Text

Tomorrow, my lastest baby will shed his final vestiges of infancy- his soother.
At two and a half, this is long overdue. And it shouldn't be producing the amount of anxiety that it is.
The bad thing is that it's not even Alex who is anxious about it. It's me.
And I'm not anxious for the reasons you might think.
"He'll only cry for it for a day or so," people tell me. But crying? At this point in my maternal career, I can handle that. Crying doesn't even phase me any more. In fact, I get more concerned when they're NOT crying. When things are too quiet, I begin to fear that something sinister is going on. They're in the kitchen drinking Draino, I think, irrationally. Because I don't even have any Draino. If my drains get clogged, too damn bad.
So what am I anxious about?
I'm anxious about letting go of his babyhood.
"But he'll always be our baby," Geoff told me, gently, when I told him of my fears. "Even when he's old, he'll be our baby."
"I know," I agreed. "But it's just the idea of what the sucky symbolizes," I said, which sound like I'm just all overly analytical about the whole thing, which of course, I am. But still- suckies were some of the first things I bought when I found out I was pregnant with him.I packed them in my bags to take them to the hospital. And he always looked so cute to me, so innocent and angelic, as he slept with his sucky in his mouth- pastel colors initially, which later changed to bolder colors with airplanes or dinosaurs on them, pulling at it at random intervals, sometimes lazily, sometimes furiously, his perfect lips curled into a perfect O.

Saved data entries

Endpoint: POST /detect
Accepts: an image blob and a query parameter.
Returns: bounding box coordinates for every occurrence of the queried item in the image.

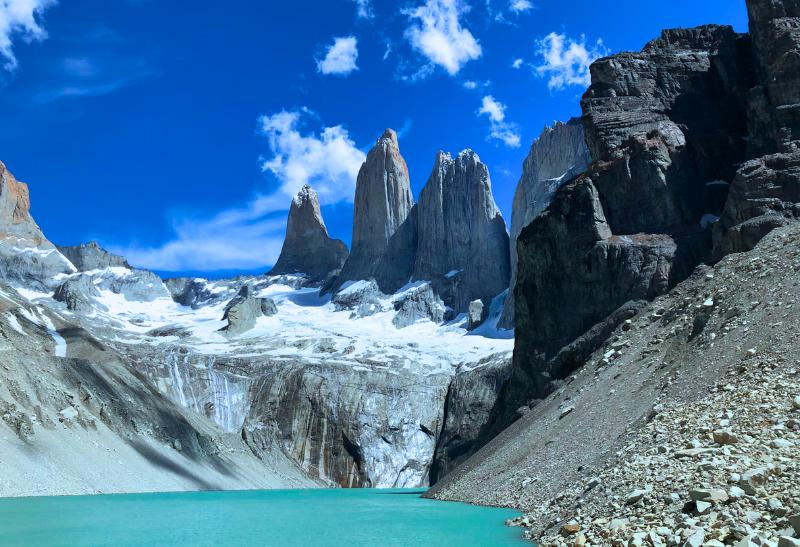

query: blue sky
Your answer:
[0,0,747,275]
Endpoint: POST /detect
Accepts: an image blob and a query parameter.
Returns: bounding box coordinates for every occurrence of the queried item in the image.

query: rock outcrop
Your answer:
[269,185,348,282]
[0,162,75,291]
[714,0,800,258]
[501,25,753,424]
[412,150,511,312]
[222,285,278,336]
[58,241,131,272]
[335,129,414,288]
[499,118,592,329]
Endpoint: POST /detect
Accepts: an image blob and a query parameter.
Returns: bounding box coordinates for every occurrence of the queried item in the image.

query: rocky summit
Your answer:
[500,118,591,329]
[270,185,348,282]
[337,129,414,286]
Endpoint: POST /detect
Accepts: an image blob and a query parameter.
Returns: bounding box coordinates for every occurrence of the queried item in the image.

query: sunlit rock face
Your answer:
[0,162,75,290]
[270,185,349,282]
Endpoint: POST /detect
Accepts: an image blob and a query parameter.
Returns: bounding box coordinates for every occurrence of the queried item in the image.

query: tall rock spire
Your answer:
[0,162,75,290]
[270,184,348,281]
[500,118,592,329]
[412,150,510,312]
[339,129,414,284]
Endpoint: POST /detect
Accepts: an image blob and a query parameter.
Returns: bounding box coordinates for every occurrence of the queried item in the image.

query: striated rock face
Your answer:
[499,118,592,329]
[269,185,348,282]
[337,129,414,288]
[495,25,753,424]
[411,150,511,312]
[245,361,449,488]
[58,241,131,272]
[0,162,75,291]
[222,285,278,336]
[714,0,800,258]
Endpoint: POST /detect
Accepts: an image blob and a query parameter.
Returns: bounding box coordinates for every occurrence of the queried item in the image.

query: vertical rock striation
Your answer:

The task
Continue the piece about Alex giving up his soother, starting right after its last sentence.

Result of the exercise
So naturally, I 've given a great deal of thought to the fanfare with which Sucky should make his last curtain call. The plan for Sucky Quit date is this:
After supper tomorrow, we're going to go on a Great Sucky Roundup, as Alex has Sucky caches all over the house that we don't even know about. The sucky's will be collected into a gift basket. We will, as a collective, work on a letter to the Sucky Fairy, explaining that Alex has gotten too big to use them, and could she please find a little baby who could use them and give them to him? We will then leave the basket by the front door.
In the night, the Sucky Fairy will come. And we can't be sure, but we think that she MIGHT bring a present for Alex for being such a big boy and helping all the little babies of the world. I think it wold only be right and decent if she did.
Simple quid pro quo, and all that.
Alex seems excited by this plan. "I love the Sucky Fairy!" he told me.
I hugged him, and did a fake cry. "My baby boy is getting so big!"
He touched my face, and said "let's not be sad," which made me want to cry for reals.